### What is being asked
Report each line in the records below that contains the word "wall", copying the whole line.

(Records from a dataset)
___

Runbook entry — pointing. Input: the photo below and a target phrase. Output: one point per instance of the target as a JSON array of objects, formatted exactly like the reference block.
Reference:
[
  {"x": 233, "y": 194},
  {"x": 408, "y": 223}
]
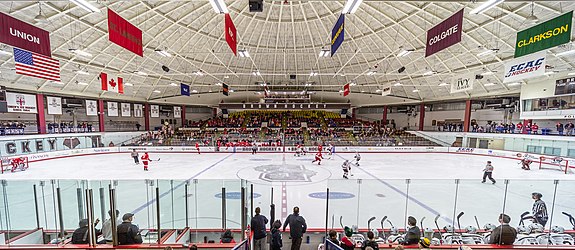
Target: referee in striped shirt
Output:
[{"x": 539, "y": 209}]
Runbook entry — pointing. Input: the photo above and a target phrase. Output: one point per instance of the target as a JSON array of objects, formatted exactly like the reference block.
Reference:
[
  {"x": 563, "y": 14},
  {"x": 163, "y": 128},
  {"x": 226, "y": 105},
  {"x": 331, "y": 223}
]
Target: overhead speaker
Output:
[{"x": 256, "y": 5}]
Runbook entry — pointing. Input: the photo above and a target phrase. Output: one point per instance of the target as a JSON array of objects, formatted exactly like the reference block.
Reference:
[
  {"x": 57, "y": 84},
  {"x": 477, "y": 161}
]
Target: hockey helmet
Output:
[
  {"x": 536, "y": 228},
  {"x": 471, "y": 229},
  {"x": 557, "y": 229}
]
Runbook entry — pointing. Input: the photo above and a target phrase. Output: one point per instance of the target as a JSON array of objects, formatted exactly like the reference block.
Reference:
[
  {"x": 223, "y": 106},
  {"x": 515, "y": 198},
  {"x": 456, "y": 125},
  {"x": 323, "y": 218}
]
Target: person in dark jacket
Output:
[
  {"x": 258, "y": 226},
  {"x": 276, "y": 235},
  {"x": 80, "y": 235},
  {"x": 128, "y": 233},
  {"x": 297, "y": 228},
  {"x": 503, "y": 234},
  {"x": 413, "y": 233}
]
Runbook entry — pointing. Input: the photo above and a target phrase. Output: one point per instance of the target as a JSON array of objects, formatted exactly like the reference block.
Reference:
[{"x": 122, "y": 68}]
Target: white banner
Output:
[
  {"x": 177, "y": 112},
  {"x": 462, "y": 83},
  {"x": 21, "y": 103},
  {"x": 138, "y": 110},
  {"x": 154, "y": 111},
  {"x": 91, "y": 108},
  {"x": 54, "y": 105},
  {"x": 525, "y": 67},
  {"x": 126, "y": 111},
  {"x": 112, "y": 109}
]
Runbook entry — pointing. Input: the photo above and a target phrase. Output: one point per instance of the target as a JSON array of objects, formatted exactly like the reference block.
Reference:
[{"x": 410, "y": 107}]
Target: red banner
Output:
[
  {"x": 23, "y": 35},
  {"x": 445, "y": 34},
  {"x": 125, "y": 34},
  {"x": 230, "y": 30}
]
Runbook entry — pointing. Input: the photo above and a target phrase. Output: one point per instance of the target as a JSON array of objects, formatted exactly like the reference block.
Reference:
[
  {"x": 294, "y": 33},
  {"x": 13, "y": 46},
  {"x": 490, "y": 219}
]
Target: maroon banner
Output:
[
  {"x": 23, "y": 35},
  {"x": 230, "y": 30},
  {"x": 125, "y": 34},
  {"x": 445, "y": 34}
]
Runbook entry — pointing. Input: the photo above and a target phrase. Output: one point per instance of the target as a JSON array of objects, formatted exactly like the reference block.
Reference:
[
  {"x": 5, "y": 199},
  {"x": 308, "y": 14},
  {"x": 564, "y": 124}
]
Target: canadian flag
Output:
[{"x": 112, "y": 84}]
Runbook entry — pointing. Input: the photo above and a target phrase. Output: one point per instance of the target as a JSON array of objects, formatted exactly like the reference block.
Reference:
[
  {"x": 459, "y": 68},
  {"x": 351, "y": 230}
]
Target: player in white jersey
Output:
[{"x": 346, "y": 167}]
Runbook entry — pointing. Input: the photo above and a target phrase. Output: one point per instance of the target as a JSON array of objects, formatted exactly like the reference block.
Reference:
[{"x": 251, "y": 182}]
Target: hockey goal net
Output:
[
  {"x": 555, "y": 163},
  {"x": 14, "y": 164}
]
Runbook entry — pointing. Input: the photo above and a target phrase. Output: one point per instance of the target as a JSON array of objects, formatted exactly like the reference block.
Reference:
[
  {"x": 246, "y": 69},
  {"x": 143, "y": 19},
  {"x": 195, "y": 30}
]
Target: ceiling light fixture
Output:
[
  {"x": 163, "y": 53},
  {"x": 405, "y": 52},
  {"x": 486, "y": 6},
  {"x": 351, "y": 6},
  {"x": 85, "y": 5},
  {"x": 219, "y": 6}
]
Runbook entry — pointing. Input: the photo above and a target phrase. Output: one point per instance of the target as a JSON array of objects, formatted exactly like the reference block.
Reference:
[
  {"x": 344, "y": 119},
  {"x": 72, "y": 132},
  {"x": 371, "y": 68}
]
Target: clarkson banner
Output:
[{"x": 549, "y": 34}]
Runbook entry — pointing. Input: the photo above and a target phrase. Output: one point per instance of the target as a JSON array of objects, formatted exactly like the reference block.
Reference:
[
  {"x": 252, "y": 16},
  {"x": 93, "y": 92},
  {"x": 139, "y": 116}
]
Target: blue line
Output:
[
  {"x": 421, "y": 204},
  {"x": 140, "y": 208}
]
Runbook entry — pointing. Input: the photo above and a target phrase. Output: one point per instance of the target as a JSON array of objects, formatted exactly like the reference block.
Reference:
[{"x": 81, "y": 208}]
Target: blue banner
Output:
[
  {"x": 185, "y": 89},
  {"x": 337, "y": 34}
]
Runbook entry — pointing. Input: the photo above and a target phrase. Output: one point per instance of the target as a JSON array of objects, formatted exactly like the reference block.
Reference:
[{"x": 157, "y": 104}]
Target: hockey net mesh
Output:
[{"x": 555, "y": 163}]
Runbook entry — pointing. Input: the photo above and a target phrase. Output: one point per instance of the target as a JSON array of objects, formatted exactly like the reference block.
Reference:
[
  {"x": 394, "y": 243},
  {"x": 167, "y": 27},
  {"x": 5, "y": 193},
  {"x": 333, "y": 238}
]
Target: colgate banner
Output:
[
  {"x": 125, "y": 34},
  {"x": 231, "y": 37},
  {"x": 445, "y": 34},
  {"x": 23, "y": 35}
]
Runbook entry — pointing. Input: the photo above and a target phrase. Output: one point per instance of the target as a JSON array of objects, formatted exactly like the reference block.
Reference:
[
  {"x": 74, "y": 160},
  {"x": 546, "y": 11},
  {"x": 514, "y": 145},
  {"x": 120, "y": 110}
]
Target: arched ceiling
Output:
[{"x": 285, "y": 39}]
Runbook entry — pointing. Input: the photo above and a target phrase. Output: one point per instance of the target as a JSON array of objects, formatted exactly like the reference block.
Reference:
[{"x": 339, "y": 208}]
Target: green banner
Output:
[{"x": 549, "y": 34}]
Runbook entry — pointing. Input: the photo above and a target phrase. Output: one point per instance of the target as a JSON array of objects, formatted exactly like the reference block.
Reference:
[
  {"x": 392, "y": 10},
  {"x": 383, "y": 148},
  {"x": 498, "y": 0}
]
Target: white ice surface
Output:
[{"x": 381, "y": 191}]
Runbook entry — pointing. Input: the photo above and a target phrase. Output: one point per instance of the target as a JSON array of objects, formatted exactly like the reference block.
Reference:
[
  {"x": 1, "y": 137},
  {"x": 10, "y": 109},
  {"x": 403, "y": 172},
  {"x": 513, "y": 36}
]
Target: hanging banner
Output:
[
  {"x": 525, "y": 67},
  {"x": 125, "y": 34},
  {"x": 177, "y": 112},
  {"x": 126, "y": 111},
  {"x": 91, "y": 108},
  {"x": 462, "y": 83},
  {"x": 444, "y": 34},
  {"x": 154, "y": 111},
  {"x": 112, "y": 109},
  {"x": 543, "y": 36},
  {"x": 23, "y": 35},
  {"x": 230, "y": 30},
  {"x": 21, "y": 103},
  {"x": 138, "y": 110},
  {"x": 337, "y": 34},
  {"x": 54, "y": 105}
]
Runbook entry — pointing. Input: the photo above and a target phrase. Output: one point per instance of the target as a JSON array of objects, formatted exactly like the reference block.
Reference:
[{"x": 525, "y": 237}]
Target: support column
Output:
[
  {"x": 101, "y": 115},
  {"x": 421, "y": 116},
  {"x": 467, "y": 117},
  {"x": 147, "y": 117},
  {"x": 41, "y": 115}
]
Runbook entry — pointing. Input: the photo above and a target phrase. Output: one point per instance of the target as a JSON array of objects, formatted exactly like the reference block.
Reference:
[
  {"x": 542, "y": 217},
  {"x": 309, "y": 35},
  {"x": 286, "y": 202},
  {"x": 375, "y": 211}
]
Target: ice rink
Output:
[{"x": 378, "y": 188}]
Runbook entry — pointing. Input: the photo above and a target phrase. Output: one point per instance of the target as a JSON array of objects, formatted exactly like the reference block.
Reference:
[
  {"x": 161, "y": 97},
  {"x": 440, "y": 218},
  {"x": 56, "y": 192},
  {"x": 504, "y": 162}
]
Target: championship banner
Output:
[
  {"x": 525, "y": 67},
  {"x": 21, "y": 103},
  {"x": 138, "y": 110},
  {"x": 125, "y": 34},
  {"x": 126, "y": 111},
  {"x": 337, "y": 34},
  {"x": 23, "y": 35},
  {"x": 549, "y": 34},
  {"x": 54, "y": 105},
  {"x": 91, "y": 108},
  {"x": 112, "y": 109},
  {"x": 462, "y": 83},
  {"x": 444, "y": 34},
  {"x": 154, "y": 111},
  {"x": 231, "y": 35},
  {"x": 177, "y": 112}
]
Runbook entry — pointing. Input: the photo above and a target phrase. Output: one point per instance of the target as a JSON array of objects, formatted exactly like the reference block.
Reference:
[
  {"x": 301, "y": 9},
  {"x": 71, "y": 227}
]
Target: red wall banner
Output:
[
  {"x": 444, "y": 34},
  {"x": 124, "y": 33},
  {"x": 23, "y": 35},
  {"x": 230, "y": 30}
]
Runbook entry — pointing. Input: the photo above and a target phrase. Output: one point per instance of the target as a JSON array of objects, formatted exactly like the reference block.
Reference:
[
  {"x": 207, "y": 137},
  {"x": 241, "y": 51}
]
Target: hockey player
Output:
[
  {"x": 346, "y": 167},
  {"x": 145, "y": 159},
  {"x": 318, "y": 158}
]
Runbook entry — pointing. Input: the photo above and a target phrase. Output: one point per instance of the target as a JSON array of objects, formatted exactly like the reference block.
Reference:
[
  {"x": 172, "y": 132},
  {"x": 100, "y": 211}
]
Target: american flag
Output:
[{"x": 36, "y": 65}]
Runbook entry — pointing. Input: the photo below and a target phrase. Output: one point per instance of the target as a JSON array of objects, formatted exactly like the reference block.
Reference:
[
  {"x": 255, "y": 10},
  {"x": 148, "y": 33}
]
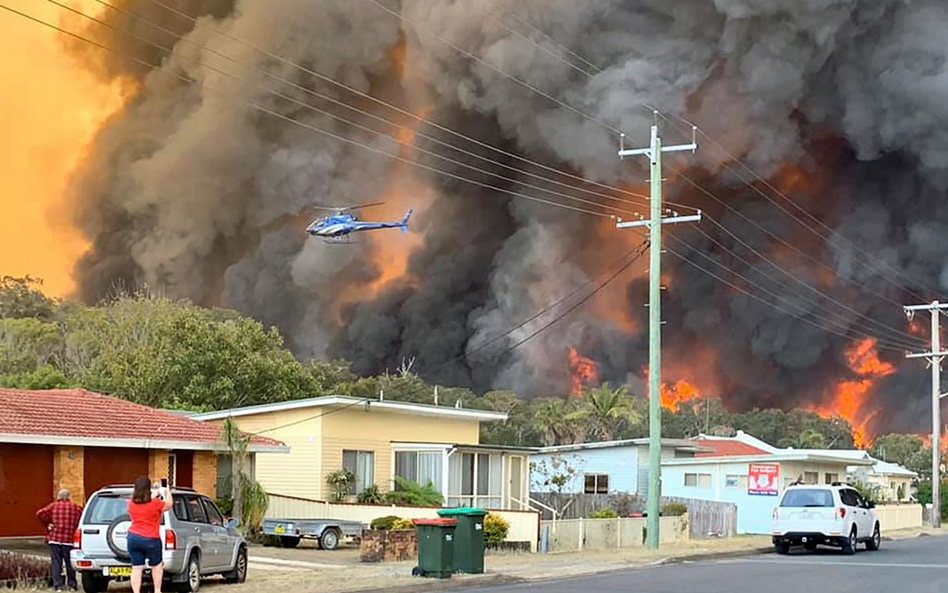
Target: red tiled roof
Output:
[
  {"x": 82, "y": 414},
  {"x": 726, "y": 448}
]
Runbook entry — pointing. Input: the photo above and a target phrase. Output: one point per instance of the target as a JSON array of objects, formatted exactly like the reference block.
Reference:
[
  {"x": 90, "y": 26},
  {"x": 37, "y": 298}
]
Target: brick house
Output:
[{"x": 81, "y": 440}]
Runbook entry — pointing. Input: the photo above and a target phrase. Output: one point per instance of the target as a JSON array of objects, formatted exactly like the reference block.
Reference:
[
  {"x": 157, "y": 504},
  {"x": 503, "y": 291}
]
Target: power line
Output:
[
  {"x": 395, "y": 108},
  {"x": 170, "y": 51},
  {"x": 302, "y": 124},
  {"x": 801, "y": 316},
  {"x": 319, "y": 95},
  {"x": 893, "y": 333}
]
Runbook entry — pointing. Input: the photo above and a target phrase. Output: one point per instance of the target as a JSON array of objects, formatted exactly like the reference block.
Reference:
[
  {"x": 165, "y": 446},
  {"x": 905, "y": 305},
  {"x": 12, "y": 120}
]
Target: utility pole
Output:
[
  {"x": 654, "y": 224},
  {"x": 934, "y": 358}
]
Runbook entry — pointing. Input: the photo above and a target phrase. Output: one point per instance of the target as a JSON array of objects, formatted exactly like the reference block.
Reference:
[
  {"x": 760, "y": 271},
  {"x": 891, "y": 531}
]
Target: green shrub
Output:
[
  {"x": 384, "y": 523},
  {"x": 371, "y": 495},
  {"x": 409, "y": 493},
  {"x": 603, "y": 514},
  {"x": 495, "y": 529}
]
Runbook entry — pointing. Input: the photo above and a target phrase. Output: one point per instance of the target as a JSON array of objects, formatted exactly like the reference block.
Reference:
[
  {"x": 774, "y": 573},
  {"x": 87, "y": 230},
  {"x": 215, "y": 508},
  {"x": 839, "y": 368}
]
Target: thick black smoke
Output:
[{"x": 196, "y": 193}]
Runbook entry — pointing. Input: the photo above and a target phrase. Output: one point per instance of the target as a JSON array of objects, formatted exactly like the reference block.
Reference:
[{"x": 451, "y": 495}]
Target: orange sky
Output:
[{"x": 50, "y": 109}]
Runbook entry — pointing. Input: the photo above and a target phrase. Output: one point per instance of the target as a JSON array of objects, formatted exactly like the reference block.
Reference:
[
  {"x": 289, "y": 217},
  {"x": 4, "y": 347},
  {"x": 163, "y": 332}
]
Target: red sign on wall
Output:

___

### Solution to this exercise
Target: red wall banner
Target: red sign on wall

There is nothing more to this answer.